## Begin Extracted information

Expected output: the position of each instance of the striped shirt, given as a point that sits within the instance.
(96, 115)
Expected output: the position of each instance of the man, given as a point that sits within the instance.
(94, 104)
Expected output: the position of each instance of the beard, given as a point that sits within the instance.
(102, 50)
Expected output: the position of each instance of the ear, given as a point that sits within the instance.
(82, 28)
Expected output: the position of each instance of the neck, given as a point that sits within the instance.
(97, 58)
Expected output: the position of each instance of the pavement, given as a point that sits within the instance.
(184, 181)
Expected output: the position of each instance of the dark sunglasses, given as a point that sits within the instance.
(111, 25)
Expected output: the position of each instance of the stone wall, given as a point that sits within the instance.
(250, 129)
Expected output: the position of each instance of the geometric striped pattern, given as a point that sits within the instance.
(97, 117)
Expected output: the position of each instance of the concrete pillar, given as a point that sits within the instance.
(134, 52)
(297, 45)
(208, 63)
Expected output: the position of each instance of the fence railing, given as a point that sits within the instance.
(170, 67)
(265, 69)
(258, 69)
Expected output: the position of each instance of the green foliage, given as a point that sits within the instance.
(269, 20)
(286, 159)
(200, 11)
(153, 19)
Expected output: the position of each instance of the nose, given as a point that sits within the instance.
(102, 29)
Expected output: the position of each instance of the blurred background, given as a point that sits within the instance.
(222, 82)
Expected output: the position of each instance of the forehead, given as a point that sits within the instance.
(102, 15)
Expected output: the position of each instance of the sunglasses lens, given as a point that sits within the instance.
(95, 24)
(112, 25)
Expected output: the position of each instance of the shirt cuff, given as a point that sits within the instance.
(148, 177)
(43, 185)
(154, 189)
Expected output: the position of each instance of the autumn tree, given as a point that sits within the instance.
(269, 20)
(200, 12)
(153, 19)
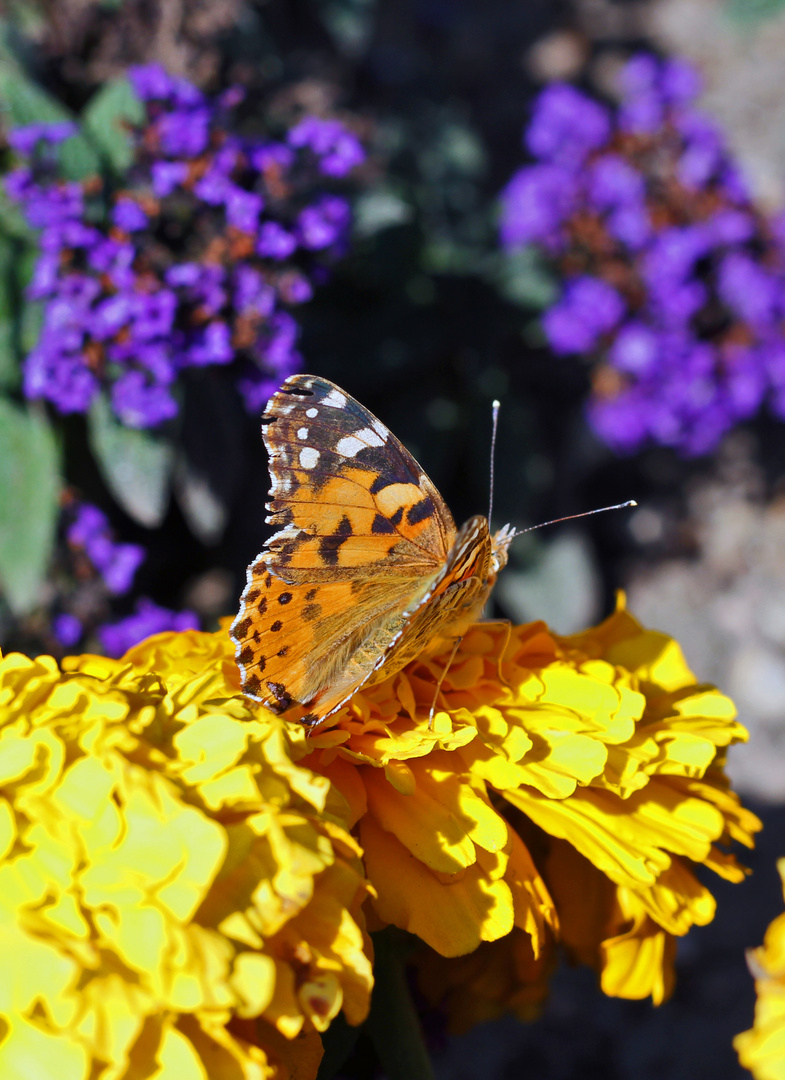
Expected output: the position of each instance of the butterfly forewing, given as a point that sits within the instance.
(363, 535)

## End Extracted information
## Begin Extracted information

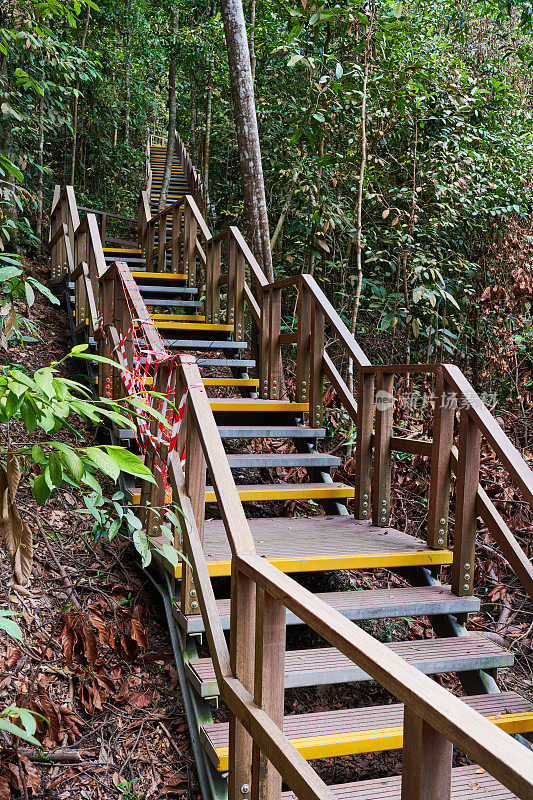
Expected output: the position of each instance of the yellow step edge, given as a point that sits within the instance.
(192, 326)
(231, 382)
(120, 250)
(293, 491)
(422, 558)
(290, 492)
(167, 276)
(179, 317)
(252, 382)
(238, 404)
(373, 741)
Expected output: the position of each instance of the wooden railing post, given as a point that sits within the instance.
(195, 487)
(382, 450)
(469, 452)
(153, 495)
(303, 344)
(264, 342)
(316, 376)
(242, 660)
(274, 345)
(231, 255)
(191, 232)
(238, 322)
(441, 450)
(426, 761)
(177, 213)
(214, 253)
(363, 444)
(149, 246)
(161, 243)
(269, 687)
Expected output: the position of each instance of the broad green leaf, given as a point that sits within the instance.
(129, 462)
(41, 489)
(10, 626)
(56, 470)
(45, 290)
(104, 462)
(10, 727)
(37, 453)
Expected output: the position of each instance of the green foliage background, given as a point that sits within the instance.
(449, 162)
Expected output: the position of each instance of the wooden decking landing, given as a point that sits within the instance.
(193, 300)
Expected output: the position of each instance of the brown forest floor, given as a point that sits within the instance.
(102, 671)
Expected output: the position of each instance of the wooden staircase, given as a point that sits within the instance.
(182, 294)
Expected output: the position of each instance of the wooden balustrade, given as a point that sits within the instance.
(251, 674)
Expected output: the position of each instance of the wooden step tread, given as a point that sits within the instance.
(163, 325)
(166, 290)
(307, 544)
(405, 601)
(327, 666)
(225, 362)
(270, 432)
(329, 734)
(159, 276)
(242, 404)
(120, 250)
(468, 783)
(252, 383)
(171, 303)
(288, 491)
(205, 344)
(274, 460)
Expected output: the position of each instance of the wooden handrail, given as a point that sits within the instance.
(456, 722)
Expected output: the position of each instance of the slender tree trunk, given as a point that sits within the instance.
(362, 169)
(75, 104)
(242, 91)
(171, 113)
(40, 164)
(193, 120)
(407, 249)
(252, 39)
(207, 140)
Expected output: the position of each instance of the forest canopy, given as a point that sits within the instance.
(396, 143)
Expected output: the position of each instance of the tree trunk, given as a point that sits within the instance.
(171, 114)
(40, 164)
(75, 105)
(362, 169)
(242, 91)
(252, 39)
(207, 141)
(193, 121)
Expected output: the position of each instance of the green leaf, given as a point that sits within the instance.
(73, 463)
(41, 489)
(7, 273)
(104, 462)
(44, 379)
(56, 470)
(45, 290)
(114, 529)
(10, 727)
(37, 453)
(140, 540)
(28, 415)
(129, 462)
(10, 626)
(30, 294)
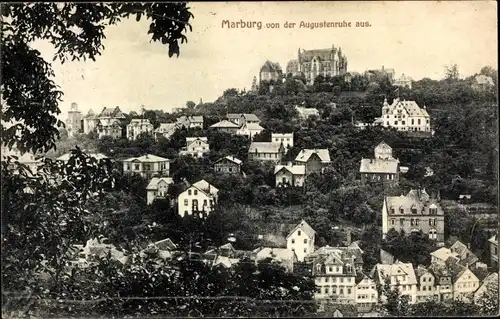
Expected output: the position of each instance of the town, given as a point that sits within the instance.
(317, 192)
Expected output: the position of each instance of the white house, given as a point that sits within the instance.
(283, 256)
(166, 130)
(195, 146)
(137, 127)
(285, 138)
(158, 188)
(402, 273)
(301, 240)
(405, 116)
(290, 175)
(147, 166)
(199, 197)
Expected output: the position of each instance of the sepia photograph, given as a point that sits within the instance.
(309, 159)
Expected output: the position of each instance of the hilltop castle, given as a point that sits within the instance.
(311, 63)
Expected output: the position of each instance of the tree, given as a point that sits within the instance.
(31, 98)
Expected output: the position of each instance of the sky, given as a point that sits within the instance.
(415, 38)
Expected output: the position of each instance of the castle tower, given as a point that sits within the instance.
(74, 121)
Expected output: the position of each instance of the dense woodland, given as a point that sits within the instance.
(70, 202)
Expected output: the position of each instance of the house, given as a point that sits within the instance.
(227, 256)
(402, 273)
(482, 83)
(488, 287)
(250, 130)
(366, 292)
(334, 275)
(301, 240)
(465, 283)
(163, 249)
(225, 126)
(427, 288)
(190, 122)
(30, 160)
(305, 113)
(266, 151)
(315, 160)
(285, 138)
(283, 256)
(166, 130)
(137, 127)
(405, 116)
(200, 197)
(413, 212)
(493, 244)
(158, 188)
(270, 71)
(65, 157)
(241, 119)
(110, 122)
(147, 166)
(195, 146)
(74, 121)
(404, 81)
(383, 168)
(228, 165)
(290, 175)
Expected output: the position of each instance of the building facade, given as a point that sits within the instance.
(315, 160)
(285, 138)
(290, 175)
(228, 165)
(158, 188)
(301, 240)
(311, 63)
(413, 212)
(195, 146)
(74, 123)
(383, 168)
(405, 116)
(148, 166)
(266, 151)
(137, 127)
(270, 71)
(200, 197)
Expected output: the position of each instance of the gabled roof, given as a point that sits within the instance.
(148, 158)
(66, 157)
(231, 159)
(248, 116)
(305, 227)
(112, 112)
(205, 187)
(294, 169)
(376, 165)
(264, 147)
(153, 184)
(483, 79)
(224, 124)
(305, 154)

## End Extracted information

*What you are asked to do*
Count the lines in the listing above that contain the word "castle", with case counting. Give only the number.

*Written response*
2